"""
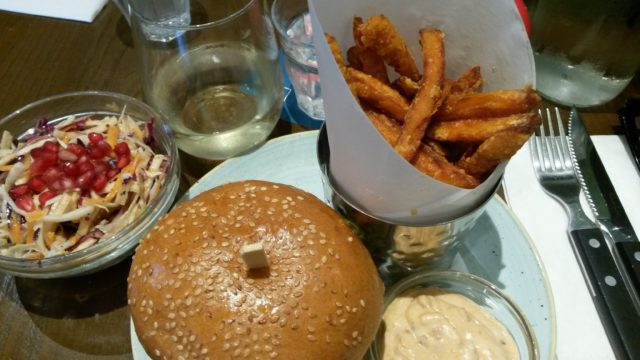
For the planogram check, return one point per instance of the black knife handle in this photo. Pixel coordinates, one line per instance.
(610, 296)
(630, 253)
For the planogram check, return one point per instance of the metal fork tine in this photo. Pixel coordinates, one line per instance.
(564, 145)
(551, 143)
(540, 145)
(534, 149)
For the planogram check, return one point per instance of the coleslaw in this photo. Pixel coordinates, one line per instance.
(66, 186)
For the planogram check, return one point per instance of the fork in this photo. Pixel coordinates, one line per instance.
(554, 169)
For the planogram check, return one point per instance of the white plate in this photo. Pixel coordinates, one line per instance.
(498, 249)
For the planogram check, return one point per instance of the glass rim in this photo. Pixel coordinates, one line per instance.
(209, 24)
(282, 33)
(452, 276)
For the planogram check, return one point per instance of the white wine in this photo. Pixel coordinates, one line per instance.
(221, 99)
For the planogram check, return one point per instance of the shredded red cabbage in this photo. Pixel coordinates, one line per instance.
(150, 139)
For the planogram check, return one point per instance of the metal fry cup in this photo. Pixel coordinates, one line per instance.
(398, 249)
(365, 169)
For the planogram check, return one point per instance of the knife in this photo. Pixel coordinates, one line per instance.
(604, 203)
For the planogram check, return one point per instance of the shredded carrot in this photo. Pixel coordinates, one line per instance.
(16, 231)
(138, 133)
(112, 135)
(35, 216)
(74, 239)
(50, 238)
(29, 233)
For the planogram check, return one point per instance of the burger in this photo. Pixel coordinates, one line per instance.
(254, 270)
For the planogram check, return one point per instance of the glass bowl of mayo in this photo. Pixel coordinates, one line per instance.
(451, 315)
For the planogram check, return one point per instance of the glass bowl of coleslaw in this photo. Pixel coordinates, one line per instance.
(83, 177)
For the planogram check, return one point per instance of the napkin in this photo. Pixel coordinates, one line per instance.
"""
Set down nothing but the lines from the one with "the shredded red" through the end of the records, keeping each line exactly as written and including both ends.

**Answer to this exercise**
For the planogram check, return one point per instance of the shredded red cabbage in this photo. Pixel coordinates, one line per instance.
(150, 139)
For the planogram check, return one point per instance of the metal fry cup in this photo. Pixel coordinates, one line per instance.
(398, 249)
(365, 169)
For the planogram check, return one point per instance of the knife in this photo. Pixel coordinates, one line per instance.
(604, 203)
For the planogram check, return one point per instance of the shredded carrot in this photo. Pixel coordinates, one line per instance.
(16, 231)
(138, 133)
(112, 135)
(35, 216)
(74, 239)
(50, 238)
(29, 233)
For the planogram check, return one point per instance of the burger in this photo. Pixel coordinates, one line per instance.
(254, 270)
For the planogram check, return one point per instance of the glass bowl of mayo in this photo. Pixel coordinates, one line per instance.
(451, 315)
For the planogram check, return one point per instance of the glass bowl of coleslaw in this photo. Pixel coordinates, one line per instance.
(83, 177)
For the planogram check, return one point per instance of the napkin in this photo. Pixel coordinates, one line per instance.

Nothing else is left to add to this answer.